» **Aufgabenziel**
Gib aus dem Text über den Mehrbedarf beim Jobcenter unten die Stelle wortgetreu wieder, die mit „Deshalb habe ich“ beginnt und bis einschließlich „Merkzeichen gedacht ist.“ reicht.

» **Textabschnitt**
________________________

Ich habe durch Zufall vor einiger Zeit gelesen, dass wenn ein Kind mit dem Merkzeichen G/aG und 100 % Schwerbehinderung in der BG ist, diesem ein Mehrbedarf von 17 % zusteht. Nach meinem Verständnis gilt das, weil meine Tochter mit 13 Jahren ja sowieso als nicht erwerbsfähig im Sinne des SGB II gilt.

Deshalb habe ich beim Jobcenter diesen Mehrbedarf beantragt und auch einen Überprüfungsantrag für die letzten Jahre gestellt. Das Ganze findet sich im § 23 Abs. 4 SGB II, der ja, soweit ich das verstehe, genau für nicht erwerbsfähige Leistungsberechtigte mit diesen Merkzeichen gedacht ist.

________________________

Gespeicherte Einträge aus einer Sammlung
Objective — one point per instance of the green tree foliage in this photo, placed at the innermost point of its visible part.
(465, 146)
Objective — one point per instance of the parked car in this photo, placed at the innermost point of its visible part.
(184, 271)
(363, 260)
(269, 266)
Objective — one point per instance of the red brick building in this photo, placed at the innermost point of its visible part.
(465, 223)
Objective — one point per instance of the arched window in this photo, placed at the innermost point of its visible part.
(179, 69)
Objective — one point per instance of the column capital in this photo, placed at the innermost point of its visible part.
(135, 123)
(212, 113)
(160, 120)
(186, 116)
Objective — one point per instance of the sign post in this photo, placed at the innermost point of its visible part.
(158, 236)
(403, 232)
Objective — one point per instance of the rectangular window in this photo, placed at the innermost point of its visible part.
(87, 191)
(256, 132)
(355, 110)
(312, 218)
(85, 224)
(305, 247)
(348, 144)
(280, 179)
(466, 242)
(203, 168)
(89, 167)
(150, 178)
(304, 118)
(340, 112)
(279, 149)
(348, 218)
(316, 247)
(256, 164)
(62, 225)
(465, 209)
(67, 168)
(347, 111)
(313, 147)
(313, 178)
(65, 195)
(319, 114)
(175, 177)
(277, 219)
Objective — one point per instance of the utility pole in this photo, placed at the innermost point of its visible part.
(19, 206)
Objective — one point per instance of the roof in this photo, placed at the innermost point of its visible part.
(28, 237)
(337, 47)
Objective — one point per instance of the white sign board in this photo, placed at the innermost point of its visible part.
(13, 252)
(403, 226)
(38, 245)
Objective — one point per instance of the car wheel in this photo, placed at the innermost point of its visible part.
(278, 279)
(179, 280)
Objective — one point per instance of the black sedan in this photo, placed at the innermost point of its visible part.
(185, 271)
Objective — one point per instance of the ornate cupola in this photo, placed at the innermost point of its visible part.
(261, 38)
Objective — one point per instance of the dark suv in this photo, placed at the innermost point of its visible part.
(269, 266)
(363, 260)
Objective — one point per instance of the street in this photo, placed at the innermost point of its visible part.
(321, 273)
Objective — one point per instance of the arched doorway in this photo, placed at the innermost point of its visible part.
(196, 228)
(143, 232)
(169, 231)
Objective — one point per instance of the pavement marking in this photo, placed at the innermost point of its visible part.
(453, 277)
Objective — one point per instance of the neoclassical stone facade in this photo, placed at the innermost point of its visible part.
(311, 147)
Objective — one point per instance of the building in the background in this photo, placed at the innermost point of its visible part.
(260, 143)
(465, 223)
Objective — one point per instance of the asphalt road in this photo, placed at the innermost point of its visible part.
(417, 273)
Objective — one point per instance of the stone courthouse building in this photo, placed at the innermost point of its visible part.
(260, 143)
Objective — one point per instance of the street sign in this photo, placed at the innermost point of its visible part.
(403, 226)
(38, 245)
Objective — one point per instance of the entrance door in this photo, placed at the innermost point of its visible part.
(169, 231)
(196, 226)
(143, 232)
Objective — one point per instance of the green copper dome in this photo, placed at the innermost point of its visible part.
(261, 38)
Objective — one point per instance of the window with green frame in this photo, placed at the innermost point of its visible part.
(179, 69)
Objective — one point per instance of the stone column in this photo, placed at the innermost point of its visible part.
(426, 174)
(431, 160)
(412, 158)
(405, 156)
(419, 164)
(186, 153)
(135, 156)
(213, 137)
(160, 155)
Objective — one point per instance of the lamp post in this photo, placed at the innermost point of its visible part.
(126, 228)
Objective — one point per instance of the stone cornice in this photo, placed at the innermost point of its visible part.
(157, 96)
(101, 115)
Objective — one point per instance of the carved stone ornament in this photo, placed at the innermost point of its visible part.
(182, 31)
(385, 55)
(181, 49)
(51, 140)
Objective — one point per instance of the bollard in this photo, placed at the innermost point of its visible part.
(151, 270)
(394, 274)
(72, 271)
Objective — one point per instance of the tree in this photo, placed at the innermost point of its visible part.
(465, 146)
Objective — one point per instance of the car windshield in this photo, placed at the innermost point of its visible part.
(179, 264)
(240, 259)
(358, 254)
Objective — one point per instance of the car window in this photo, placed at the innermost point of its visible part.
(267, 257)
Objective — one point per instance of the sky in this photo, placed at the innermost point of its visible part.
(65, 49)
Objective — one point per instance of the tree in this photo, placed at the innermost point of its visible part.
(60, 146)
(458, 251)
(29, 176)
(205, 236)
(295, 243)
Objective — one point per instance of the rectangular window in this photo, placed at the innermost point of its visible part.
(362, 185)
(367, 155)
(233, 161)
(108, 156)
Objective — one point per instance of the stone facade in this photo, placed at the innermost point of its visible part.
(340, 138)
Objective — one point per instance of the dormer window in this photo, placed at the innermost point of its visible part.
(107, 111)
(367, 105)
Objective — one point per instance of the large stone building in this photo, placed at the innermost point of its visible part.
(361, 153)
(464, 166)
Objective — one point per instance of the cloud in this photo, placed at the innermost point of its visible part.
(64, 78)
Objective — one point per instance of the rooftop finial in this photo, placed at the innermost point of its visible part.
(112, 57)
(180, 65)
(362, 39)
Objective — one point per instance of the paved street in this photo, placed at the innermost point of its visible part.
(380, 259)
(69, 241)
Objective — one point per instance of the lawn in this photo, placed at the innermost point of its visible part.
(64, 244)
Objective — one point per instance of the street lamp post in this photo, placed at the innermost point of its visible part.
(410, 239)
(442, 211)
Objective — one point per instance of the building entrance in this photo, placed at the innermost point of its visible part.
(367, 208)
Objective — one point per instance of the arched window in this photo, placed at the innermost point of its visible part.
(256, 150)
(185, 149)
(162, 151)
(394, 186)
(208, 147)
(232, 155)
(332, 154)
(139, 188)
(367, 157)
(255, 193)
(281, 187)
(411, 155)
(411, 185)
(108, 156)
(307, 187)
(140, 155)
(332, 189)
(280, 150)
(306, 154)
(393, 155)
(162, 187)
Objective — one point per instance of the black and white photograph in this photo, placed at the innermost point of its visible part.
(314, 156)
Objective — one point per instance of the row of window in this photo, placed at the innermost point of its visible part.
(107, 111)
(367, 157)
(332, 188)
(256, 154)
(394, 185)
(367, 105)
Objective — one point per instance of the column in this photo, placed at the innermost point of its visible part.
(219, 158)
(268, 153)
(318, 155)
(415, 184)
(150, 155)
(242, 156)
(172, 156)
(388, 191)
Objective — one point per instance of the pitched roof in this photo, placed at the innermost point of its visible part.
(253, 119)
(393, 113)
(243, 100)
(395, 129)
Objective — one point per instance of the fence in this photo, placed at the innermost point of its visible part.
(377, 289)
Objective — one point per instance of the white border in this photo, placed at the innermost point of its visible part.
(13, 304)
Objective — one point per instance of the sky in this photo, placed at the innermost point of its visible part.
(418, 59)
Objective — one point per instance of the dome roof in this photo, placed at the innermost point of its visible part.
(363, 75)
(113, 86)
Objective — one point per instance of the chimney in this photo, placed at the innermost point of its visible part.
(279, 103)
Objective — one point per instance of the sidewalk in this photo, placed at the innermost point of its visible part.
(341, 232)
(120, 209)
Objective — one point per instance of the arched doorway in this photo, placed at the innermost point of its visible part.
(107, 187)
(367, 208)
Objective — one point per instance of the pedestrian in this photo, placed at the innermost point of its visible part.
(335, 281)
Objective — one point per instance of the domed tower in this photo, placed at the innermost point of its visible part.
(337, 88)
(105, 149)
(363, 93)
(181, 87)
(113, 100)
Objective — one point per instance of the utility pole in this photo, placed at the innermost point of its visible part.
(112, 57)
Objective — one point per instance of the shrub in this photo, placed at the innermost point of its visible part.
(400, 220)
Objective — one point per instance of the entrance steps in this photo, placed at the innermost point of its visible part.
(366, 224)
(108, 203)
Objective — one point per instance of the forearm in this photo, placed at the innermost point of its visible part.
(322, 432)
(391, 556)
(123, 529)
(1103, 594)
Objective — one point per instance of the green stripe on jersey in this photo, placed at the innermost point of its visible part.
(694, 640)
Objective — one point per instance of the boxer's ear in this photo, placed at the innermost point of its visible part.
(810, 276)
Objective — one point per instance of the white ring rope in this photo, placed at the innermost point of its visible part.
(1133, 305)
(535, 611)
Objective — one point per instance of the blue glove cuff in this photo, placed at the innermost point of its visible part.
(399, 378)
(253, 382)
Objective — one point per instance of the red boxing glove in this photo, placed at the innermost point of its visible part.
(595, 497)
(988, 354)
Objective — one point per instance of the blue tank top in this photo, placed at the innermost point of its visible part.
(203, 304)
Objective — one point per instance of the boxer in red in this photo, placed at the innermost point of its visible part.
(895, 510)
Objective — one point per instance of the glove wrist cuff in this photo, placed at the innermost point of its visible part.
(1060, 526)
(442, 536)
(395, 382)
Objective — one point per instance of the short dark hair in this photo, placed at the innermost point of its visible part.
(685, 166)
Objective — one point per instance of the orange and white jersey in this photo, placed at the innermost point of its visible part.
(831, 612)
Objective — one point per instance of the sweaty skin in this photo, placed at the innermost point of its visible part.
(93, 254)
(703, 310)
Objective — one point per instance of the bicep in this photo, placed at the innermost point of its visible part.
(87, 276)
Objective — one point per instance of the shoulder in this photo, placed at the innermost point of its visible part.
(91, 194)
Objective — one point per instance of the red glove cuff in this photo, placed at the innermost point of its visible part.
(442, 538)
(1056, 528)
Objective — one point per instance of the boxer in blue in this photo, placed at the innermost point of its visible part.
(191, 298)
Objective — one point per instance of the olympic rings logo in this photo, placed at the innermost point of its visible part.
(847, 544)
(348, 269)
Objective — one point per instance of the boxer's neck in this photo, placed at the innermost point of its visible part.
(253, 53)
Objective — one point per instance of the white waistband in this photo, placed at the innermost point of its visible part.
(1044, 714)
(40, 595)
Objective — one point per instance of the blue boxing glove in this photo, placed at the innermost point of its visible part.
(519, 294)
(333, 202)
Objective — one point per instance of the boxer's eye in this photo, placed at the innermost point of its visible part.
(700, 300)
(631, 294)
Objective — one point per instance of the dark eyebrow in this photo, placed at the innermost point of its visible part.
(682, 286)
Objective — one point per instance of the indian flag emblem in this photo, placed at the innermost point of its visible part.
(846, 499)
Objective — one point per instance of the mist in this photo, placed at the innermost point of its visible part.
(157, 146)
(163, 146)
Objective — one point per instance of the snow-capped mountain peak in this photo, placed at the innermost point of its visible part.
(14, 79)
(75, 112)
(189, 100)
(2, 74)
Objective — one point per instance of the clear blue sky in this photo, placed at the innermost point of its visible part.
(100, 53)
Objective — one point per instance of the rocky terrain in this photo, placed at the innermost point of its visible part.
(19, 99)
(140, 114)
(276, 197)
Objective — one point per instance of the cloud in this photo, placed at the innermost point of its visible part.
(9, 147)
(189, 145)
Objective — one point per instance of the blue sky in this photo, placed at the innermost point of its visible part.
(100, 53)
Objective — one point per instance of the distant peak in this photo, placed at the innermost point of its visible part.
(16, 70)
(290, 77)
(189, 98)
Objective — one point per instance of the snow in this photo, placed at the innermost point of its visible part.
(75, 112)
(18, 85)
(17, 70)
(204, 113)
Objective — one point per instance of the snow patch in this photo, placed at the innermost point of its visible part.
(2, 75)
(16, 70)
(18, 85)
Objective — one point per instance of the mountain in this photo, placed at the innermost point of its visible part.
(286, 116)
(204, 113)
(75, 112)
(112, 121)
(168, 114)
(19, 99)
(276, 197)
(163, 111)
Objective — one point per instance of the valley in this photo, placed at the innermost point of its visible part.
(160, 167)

________________________

» **Schriftliche Antwort**
Deshalb habe ich beim Jobcenter diesen Mehrbedarf beantragt und auch einen Überprüfungsantrag für die letzten Jahre gestellt. Das Ganze findet sich im § 23 Abs. 4 SGB II, der ja, soweit ich das verstehe, genau für nicht erwerbsfähige Leistungsberechtigte mit diesen Merkzeichen gedacht ist.